Письменное задание 1:
Переведите на английский язык предложение из беседы о власти и телевидении: «Очень важная задача пропаганды – сделать так, чтобы у людей было ощущение, что по-другому и быть не может».
Письменное задание 2:
Напишите, что следует дальше в беседе о власти и телевидении, начиная сразу после ее последней фразы.

··· Показанный фрагмент ···

Нежелательный контент. Политическая власть в эпоху возникновения новой антропологии — страница 19 из 51

Аркадий Недель: Да, или образ современности моделируется по нему.

Андрей Архангельский: Трудно сказать, что в начале. В руках у руководителя такой страны есть механизмы, чтобы смоделировать эту ситуацию до такой степени убедительно, чтобы казалось: именно в этом дух времени и состоит, все само так сложилось. Очень важная задача пропаганды – сделать так, чтобы у людей было ощущение, что по-другому и быть не может. Конечно, это иллюзия. Владимир Путин – первый телевизионный в полной степени руководитель страны. О Ельцине, особенно к концу его срока, нельзя сказать, что он стремился к экрану. Скорее, он его избегал, он предпочитал какое-то участие, но никаких многочасовых встреч не было. Владимир Путин чувствует себя в телепространстве очень органично и хорошо, конечно, когда там нет оппонентов, а их, естественно, нет.

Аркадий Недель: И это еще один аргумент в поддержку того, что Владимир Путин является психоделиком. Когда вы смотрите хорошее кино, вы не задумываетесь, кто его сделал хорошим, не анализируете драматургию, работу режиссера, операторскую работу, это потом. Это психоделическая ситуация. Кто делает психоделика Путина – не так важно. У нас есть продукт, сделанный очень хорошо. Его личного участия там много. Он обаятельный человек, у него есть талант расположения к себе собеседника. Посмотрите его интервью, например, интервью с американской журналисткой Келли Меган, недавнее интервью журналистам «Таймс», и так далее.

··· Сохранённые записи ···

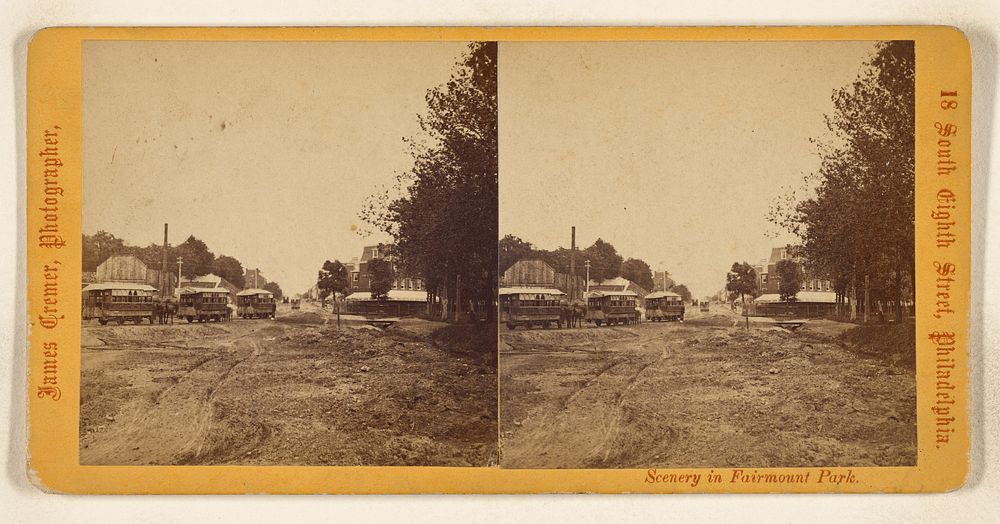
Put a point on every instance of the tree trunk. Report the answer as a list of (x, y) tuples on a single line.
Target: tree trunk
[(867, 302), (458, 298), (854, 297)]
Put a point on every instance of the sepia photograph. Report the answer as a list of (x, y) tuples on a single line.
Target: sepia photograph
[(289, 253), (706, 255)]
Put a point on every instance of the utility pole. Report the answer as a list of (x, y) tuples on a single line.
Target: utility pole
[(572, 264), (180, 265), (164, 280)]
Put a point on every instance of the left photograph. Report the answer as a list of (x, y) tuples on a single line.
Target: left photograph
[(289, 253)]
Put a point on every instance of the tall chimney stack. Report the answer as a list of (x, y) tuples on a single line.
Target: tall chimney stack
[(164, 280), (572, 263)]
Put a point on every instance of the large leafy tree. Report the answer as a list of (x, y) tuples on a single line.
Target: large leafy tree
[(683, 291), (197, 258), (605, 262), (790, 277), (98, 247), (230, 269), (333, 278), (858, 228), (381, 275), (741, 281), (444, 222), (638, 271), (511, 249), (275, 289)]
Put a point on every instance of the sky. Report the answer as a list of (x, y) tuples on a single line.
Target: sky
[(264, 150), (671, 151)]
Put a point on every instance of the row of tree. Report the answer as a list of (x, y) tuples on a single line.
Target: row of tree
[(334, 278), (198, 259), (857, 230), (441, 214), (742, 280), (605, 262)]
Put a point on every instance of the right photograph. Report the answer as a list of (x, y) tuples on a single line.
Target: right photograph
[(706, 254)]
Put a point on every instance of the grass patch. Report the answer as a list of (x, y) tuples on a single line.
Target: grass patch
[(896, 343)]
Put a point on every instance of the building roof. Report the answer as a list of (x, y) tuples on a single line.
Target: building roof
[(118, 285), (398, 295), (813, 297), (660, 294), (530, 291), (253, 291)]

···
··· Сохранённые записи ···

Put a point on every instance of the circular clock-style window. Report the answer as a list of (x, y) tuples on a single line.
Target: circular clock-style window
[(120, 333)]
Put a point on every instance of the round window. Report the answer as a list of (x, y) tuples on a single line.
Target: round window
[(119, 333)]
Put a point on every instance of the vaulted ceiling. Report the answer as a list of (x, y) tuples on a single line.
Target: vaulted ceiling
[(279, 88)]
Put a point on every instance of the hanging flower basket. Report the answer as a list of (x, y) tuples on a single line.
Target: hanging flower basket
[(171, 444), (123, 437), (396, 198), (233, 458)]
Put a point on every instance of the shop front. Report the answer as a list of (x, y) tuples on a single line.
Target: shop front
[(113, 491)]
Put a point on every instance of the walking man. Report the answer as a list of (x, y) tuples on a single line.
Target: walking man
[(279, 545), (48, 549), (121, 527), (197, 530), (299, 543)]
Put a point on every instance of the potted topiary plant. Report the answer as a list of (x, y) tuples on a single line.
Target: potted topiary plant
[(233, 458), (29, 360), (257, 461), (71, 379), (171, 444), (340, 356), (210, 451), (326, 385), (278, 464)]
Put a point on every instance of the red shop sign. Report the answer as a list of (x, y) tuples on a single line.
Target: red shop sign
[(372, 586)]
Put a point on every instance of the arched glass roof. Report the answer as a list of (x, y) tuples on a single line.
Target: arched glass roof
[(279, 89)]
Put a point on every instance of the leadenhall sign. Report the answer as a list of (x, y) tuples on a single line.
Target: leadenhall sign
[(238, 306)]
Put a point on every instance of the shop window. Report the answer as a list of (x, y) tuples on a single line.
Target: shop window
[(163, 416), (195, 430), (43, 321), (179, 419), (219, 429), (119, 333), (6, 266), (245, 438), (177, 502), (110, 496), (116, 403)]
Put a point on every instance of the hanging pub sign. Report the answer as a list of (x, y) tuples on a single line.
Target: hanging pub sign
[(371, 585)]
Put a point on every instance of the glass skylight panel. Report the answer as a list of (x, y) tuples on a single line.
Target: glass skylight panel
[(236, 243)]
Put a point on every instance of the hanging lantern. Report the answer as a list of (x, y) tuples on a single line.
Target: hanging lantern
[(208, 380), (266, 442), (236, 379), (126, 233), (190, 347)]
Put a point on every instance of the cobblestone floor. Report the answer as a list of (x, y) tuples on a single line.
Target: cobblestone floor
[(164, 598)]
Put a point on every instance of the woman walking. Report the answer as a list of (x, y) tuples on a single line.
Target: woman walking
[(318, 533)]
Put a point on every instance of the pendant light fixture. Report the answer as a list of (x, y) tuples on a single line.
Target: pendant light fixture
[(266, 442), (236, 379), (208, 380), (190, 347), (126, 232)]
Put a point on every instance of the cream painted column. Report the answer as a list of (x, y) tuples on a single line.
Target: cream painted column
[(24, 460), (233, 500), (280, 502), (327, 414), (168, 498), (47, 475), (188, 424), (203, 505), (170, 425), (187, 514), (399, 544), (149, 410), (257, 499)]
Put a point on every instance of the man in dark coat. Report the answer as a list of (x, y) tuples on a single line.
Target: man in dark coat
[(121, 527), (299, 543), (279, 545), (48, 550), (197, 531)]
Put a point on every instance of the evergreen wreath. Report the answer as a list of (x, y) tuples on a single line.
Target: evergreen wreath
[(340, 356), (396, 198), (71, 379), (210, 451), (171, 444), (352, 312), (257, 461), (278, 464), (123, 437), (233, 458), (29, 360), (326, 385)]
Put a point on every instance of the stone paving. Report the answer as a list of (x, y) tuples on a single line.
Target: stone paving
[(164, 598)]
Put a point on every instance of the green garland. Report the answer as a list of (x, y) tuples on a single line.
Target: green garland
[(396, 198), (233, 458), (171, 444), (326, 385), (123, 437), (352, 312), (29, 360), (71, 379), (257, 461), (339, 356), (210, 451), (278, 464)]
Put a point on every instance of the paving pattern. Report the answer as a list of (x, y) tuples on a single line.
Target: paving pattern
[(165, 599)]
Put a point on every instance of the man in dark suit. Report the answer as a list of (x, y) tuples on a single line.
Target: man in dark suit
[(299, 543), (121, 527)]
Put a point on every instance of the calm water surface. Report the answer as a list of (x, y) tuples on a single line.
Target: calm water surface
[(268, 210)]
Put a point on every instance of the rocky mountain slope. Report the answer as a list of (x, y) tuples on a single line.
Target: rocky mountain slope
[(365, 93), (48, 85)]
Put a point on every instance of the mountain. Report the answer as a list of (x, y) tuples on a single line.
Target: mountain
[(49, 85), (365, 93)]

···
··· Сохранённые записи ···

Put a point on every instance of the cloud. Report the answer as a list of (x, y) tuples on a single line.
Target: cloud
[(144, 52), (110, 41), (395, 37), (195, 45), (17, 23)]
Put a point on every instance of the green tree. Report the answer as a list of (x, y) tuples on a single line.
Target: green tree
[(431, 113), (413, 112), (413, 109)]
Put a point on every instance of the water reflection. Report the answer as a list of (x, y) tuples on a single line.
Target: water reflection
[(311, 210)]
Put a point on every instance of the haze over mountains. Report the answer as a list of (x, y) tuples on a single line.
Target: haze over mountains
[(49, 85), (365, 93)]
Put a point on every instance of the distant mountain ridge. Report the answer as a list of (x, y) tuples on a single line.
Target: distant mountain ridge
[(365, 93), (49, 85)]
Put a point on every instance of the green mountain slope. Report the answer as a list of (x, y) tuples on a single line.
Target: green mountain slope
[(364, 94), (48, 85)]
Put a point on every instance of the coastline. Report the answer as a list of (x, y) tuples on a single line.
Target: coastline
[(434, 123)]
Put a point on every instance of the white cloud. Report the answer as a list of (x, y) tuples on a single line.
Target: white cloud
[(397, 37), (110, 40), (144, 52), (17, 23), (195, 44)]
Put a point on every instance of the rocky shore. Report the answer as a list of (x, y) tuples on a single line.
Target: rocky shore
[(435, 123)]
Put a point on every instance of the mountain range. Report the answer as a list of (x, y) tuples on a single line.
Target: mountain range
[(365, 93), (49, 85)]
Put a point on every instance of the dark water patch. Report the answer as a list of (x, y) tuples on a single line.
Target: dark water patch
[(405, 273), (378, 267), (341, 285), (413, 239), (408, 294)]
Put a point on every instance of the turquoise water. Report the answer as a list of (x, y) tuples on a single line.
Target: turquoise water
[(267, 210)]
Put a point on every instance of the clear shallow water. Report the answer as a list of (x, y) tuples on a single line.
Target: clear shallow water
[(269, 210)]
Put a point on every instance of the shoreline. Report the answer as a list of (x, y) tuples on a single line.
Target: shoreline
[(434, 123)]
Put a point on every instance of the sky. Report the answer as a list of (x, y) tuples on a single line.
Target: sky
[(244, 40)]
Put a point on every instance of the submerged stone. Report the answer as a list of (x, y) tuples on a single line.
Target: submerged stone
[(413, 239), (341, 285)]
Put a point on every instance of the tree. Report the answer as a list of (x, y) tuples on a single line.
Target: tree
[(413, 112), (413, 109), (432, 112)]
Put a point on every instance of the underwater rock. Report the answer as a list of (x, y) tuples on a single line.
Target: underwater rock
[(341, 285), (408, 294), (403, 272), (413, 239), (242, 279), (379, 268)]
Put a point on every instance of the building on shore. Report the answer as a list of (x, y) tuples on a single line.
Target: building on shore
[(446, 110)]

···

Результат задания 1:
A very important task of propaganda is to make people feel that it cannot be any other way.

Результат задания 2:
Елена Фанайлова: Мы недавно делали передачу о массмедийном образе Путина, и все сошлись на том, что это человек, которого нет, я даже вынуждена была назвать передачу – «Путин, которого нет». Вы говорите в своей колонке, Аркадий, что о том, какой он человек, видимо, знают только его близкие люди, а мы не можем знать, насколько он в реальности добр, зол, сентиментален или бесчувственен. Он как бы образует белое пятно, куда мы в состоянии направить свои проекции. В этом смысле к нему можно относиться и как к фигуре абсолютного зла, а можно как к фигуре абсолютного добра: «поднял Россию с колен, при нем люди стали жить лучше», или «убийца демократии, агрессор».

Андрей Архангельский: Нас не должно волновать, каков правитель на самом деле. Какая нам разница, если механизмы работают? Ведь главное в XXI веке, как мы ориентируемся на демократические каноны. Эти механизмы должны сдерживать и противостоять любым личным побуждениям, если человек руководствуется законами и нормами. Но у человека, руководящего страной уже более 20 лет, это типично для России, личное становится важнее. Мы недаром существуем в системе сигналов, мы приучены. Мы не существуем в системе прямых отношений, мы существуем в системе намеков, ориентируемся на чувства в первую очередь главы государства, пытаемся их разгадать. Это совершенно другая система отношений с обществом. И это главная проблема, потому что мы живем не в рациональном мире, а в иррациональном измерении, мы все время должны угадывать, что означает это слово, должны разгадывать эти загадки. В этом смысле мы существуем в другом пространстве.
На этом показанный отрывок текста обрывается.